Print out each entry below exactly, please.

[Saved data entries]
*-*-*

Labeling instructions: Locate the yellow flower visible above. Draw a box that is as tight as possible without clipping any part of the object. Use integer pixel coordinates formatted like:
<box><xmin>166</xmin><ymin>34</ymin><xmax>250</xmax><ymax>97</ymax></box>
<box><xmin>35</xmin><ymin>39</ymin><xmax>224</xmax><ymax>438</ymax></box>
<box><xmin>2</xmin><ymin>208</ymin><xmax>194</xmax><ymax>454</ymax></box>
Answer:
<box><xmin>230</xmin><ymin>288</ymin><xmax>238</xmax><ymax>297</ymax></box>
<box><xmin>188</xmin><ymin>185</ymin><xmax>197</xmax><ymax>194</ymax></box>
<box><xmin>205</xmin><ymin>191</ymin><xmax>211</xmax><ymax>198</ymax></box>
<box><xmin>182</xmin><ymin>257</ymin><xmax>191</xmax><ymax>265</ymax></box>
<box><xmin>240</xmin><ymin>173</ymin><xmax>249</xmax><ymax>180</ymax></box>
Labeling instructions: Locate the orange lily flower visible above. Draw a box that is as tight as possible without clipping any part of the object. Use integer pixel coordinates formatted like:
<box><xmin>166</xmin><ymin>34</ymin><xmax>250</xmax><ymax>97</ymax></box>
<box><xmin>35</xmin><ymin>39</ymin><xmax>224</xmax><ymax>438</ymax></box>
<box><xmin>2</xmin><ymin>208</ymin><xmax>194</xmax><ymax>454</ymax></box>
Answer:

*-*-*

■ Output for this exercise
Labeling instructions: Locate the yellow flower visible above. Draw a box that is as tight as possible without clipping any part of the object. Use integer pixel coordinates formatted like:
<box><xmin>166</xmin><ymin>34</ymin><xmax>250</xmax><ymax>97</ymax></box>
<box><xmin>35</xmin><ymin>39</ymin><xmax>224</xmax><ymax>438</ymax></box>
<box><xmin>2</xmin><ymin>208</ymin><xmax>194</xmax><ymax>454</ymax></box>
Answer:
<box><xmin>230</xmin><ymin>288</ymin><xmax>238</xmax><ymax>297</ymax></box>
<box><xmin>188</xmin><ymin>185</ymin><xmax>197</xmax><ymax>194</ymax></box>
<box><xmin>205</xmin><ymin>191</ymin><xmax>211</xmax><ymax>198</ymax></box>
<box><xmin>182</xmin><ymin>257</ymin><xmax>191</xmax><ymax>265</ymax></box>
<box><xmin>240</xmin><ymin>173</ymin><xmax>249</xmax><ymax>180</ymax></box>
Labeling instructions: Locate the orange lily flower visible above. Draw a box that is as tight as possible without clipping any part of the object. Use integer pixel coordinates formatted like:
<box><xmin>166</xmin><ymin>34</ymin><xmax>250</xmax><ymax>97</ymax></box>
<box><xmin>35</xmin><ymin>39</ymin><xmax>224</xmax><ymax>438</ymax></box>
<box><xmin>2</xmin><ymin>208</ymin><xmax>194</xmax><ymax>454</ymax></box>
Answer:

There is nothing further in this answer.